BEGIN TEXT FOR ANALYSIS

JAB Code (Just Another Barcode) is a colour 2D matrix symbology made of colour squares arranged in either square or rectangle grids. It was developed by Fraunhofer Institute for Secure Information Technology SIT.

The code contains one primary symbol and optionally multiple secondary symbols. The primary symbol contains four finder patterns located at the corners of the symbol.

The code currently uses either four or eight colours, although the specification allows for up to 256 colors. The four basic colours (cyan, magenta, yellow, and black) are the four primary colours of the subtractive CMYK colour model, which is the most widely used system in the industry for colour printing on a white base such as paper. The other four colours (blue, red, green, and white) are secondary colours of the CMYK model and each originates as an equal mixture of a pair of basic colours.

The barcode is not subject to licensing and was submitted to ISO/IEC standardization as ISO/IEC 23634 expected to be approved at the beginning of 2021 and finalized in 2022. The software is open source and published under the LGPL v2.1 license. The specification is freely available.

Because the colour adds a third dimension to the two-dimensional matrix, a JAB Code can contain more information in the same area than two-colour (black and white) codes; a four-colour code doubles the amount of data that can be stored, and an eight-colour code triples it. This increases the chances the barcode can store an entire message, rather than just partial data with a reference to a full message somewhere else (such as a link to a website), which would eliminate the need for additional always-available infrastructure beyond the printed barcode itself. It may be used to digitally sign encrypted digital versions of printed legal documents, contracts, certificates (e.g., diplomas, training), and medical prescriptions or to provide product authenticity assurance, increasing protection against counterfeits.

END TEXT FOR ANALYSIS
BEGIN SUPPLIED RECORDS

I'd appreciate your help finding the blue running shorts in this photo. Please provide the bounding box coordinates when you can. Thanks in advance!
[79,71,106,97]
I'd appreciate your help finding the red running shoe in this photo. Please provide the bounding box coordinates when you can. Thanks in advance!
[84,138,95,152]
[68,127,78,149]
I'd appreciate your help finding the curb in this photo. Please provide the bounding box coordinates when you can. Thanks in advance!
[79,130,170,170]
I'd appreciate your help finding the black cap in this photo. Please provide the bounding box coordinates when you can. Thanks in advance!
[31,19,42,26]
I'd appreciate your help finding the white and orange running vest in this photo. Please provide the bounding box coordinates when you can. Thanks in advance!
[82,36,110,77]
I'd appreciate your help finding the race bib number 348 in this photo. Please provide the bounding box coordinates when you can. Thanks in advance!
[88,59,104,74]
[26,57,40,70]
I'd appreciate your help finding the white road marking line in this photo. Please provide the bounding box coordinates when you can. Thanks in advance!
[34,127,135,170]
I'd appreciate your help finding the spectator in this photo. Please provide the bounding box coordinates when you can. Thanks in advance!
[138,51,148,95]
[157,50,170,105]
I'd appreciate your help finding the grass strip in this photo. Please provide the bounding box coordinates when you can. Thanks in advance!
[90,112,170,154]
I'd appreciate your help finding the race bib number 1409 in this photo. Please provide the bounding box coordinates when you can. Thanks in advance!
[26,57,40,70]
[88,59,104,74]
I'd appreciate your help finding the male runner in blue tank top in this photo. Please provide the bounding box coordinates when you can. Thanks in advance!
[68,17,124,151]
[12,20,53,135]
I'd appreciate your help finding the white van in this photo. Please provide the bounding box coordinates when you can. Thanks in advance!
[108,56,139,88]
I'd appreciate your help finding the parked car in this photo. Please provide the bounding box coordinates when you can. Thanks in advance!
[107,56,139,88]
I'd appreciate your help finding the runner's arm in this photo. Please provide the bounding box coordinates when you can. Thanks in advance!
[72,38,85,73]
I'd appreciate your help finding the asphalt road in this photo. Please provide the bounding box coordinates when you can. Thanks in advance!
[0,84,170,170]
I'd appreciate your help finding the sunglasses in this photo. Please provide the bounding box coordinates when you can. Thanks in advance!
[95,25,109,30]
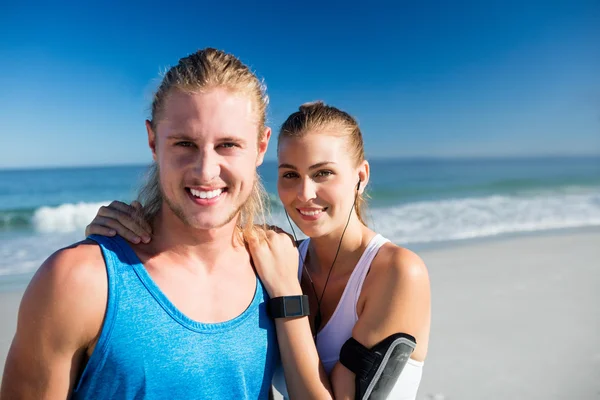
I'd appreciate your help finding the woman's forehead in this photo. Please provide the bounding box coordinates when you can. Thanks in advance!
[278,133,350,168]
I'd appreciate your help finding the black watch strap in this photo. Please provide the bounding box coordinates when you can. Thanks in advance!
[268,295,310,318]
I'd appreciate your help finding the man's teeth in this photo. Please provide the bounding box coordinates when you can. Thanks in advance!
[190,189,223,199]
[299,210,323,217]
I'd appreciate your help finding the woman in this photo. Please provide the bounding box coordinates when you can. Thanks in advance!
[86,102,430,399]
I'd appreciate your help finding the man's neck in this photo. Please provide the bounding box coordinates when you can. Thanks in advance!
[146,206,246,270]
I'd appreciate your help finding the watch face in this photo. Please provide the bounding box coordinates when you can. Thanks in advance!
[283,296,302,317]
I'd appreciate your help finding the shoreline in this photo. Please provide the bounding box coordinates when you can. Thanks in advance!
[0,227,600,400]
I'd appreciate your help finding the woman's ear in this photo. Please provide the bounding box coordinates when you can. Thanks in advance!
[356,160,370,193]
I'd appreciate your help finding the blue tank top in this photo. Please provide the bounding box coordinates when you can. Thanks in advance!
[73,235,280,399]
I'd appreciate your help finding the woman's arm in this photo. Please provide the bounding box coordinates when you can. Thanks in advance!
[248,228,333,399]
[330,247,431,399]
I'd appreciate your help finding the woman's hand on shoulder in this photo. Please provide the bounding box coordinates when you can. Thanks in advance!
[85,201,152,244]
[248,226,302,297]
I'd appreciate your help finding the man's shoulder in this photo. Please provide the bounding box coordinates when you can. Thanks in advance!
[25,240,108,318]
[36,240,106,286]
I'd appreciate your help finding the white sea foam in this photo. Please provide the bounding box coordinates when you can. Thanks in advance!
[32,201,110,233]
[0,189,600,276]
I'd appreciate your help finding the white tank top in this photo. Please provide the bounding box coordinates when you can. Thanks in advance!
[273,234,423,400]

END SUPPLIED RECORDS

WORK INSTRUCTION 1: From the JAB Code text, extract the passage that starts with "The code currently" and goes on through "is freely available.".
WORK INSTRUCTION 2: List every colour named in the JAB Code text.
WORK INSTRUCTION 3:
Answer these from the JAB Code text:
(a) Which organization developed JAB Code?
(b) Under what license is the software published?
(c) How many finder patterns does the primary symbol contain, and where are they located?

WORKED SOLUTION 1:
The code currently uses either four or eight colours, although the specification allows for up to 256 colors. The four basic colours (cyan, magenta, yellow, and black) are the four primary colours of the subtractive CMYK colour model, which is the most widely used system in the industry for colour printing on a white base such as paper. The other four colours (blue, red, green, and white) are secondary colours of the CMYK model and each originates as an equal mixture of a pair of basic colours.

The barcode is not subject to licensing and was submitted to ISO/IEC standardization as ISO/IEC 23634 expected to be approved at the beginning of 2021 and finalized in 2022. The software is open source and published under the LGPL v2.1 license. The specification is freely available.

WORKED SOLUTION 2: cyan, magenta, yellow, black, blue, red, green, white

WORKED SOLUTION 3:
(a) Fraunhofer Institute for Secure Information Technology SIT
(b) LGPL v2.1
(c) Four, at the corners of the symbol